Czy możesz powielić wszystkie poniższe rekordy bez najmniejszej zmiany?

─── Wyodrębnione dane

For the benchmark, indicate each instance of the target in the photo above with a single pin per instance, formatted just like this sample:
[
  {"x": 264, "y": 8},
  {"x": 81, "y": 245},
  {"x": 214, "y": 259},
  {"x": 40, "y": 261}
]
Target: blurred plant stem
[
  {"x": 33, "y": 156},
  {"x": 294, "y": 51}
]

──────

# [Odpowiedź]
For the benchmark, indicate each instance of the target in the photo above with a single pin per instance, formatted just like this sample:
[
  {"x": 264, "y": 8},
  {"x": 81, "y": 245},
  {"x": 214, "y": 259},
  {"x": 40, "y": 261}
]
Target: blurred plant stem
[
  {"x": 33, "y": 156},
  {"x": 294, "y": 51}
]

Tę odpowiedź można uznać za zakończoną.